## SELECTED EXTRACT

=-=-=

In 2020, FullContact launched our Resolve product, backed by Cassandra. Initially, we were eager to move from our historical database HBase to Cassandra with its promises for scalability, high availability, and low latency on commodity hardware. However, we could never run our internal workloads as fast as we wanted — Cassandra didn’t seem to live up to expectations. Early on, we had a testing goal of hitting 1000 queries per second, and then soon after 10x-ing that to 10,000 queries per second through the API. We couldn’t get to that second goal due to Cassandra, even after lots of tuning.

Late last year, a small group of engineers at FullContact tried out ScyllaDB to replace Cassandra after hearing about it from one of our DevOps engineers. If you haven’t heard about ScyllaDB before, I encourage you to check it out — it’s Cassandra-compatible, written in C++, promising big performance improvements.

In this blog, we explore our experience starting from a hackathon and ultimately our transition to ScyllaDB from Cassandra. The primary benchmark we use for performance testing is how many queries per second we can run through the API. While it’s helpful to measure a database by reads and writes per second, our database is only as good as our API can send its way, and vice versa.

The Problem with Cassandra

Our Resolve Cassandra cluster is relatively small: 3 instances of c5.2xlarge EC2 instances, each with 2 TB of gp2 EBS storage. This cluster is relatively inexpensive and, short of being primarily limited by the EBS volume speed limitation (250MB/s), it gave us sufficient scale to launch Resolve. Using EBS as storage also lets us increase the size of EBS volumes without needing to redeploy or rebuild the database and gain storage space. Three nodes may be sufficient for now, but if we’re running low on disk, we can add a terabyte or two to each node while running and keep the same cluster.

After several production customer-runs and some large internal batch loads began, our Cassandra Resolve tables grew from hundreds of thousands to millions and soon to over a hundred million rows. While we load-tested Cassandra before release and could sustain 1000 API calls per second from one Kubernetes pod, this was primarily an empty database or at least one with only a relatively small data set (~ a few million identifiers) max.

=-=-=

## GIVEN INFORMATION

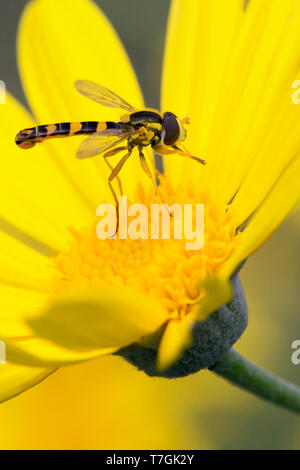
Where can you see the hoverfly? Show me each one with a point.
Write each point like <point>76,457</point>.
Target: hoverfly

=-=-=

## PROBLEM SET
A - Sum up the excerpt on FullContact's move from Cassandra to ScyllaDB in two sentences.
B - From the excerpt on FullContact's move from Cassandra to ScyllaDB, reproduce the part that opens with the words containing "The Problem with" and closes with "the same cluster.".
C - Write the next part of the excerpt on FullContact's move from Cassandra to ScyllaDB, following on from its final sentence.

## EXPECTED ANSWERS
A - After launching its Resolve product on Cassandra in 2020, FullContact could not reach its goal of 10,000 queries per second through the API even after much tuning, so a small group of its engineers tried ScyllaDB, a Cassandra-compatible database written in C++. The Resolve Cassandra cluster was a small, inexpensive setup of three c5.2xlarge EC2 instances with 2 TB of gp2 EBS storage each, and the earlier load tests that sustained 1000 API calls per second had run against an empty or small database, before the tables grew to over a hundred million rows.

B -
The Problem with Cassandra

Our Resolve Cassandra cluster is relatively small: 3 instances of c5.2xlarge EC2 instances, each with 2 TB of gp2 EBS storage. This cluster is relatively inexpensive and, short of being primarily limited by the EBS volume speed limitation (250MB/s), it gave us sufficient scale to launch Resolve. Using EBS as storage also lets us increase the size of EBS volumes without needing to redeploy or rebuild the database and gain storage space. Three nodes may be sufficient for now, but if we’re running low on disk, we can add a terabyte or two to each node while running and keep the same cluster.

C -
With both customers calling our production Resolve API and internal loads at 1000/second, we saw API speeds starting to creep up: 100ms, 200ms, and 300ms under heavy load. For us, this is too slow. And upon exceptionally heavy load for this cluster, we were seeing more and more often the dreaded:

DriverTimeoutException: Query timed out after PT2S

coming from the Cassandra Driver.

Cassandra Tuning

One of the first areas we found to gain performance had to do with Compaction Strategies — the way Cassandra manages the size and number of backing SS tables. We used the Size Tiered Compaction Strategy — the default setting, designed for “general use,” and insert heavy operations. This compaction strategy caused us to end up with single SS Tables larger than several gigabytes. This means on reads, for any SS tables that get through the bloom filter, Cassandra is iterating through many extensive SS tables, reading them sequentially. Doing this at thousands of queries per second means we were quite easily able to max the EBS disk throughput, given sufficient traffic. 2 TB EBS volumes attached to an i3.2xlarge max out at a speed of ~250MB/s. From the Cassandra nodes, it was difficult to see any bottlenecks or why we saw timeouts. However, it was soon evident in the EC2 console that the EBS write throughput was pegged at 250MB/s, where memory and CPU were well below their maximums. Additionally, as we were doing large reads and writes concurrently, we have huge files being read. Still, the background compaction added additional stress on the drives by continuously bucketing SS tables into different size tables.

We ended up moving to Leveled Compaction Strategy:

alter table mytable WITH compaction = { 'class' : 
'LeveledCompactionStrategy’};

Then after an hour or two of Cassandra completing its shuffling data around to smaller SS Tables, were we again able to handle a reasonably heavy workload.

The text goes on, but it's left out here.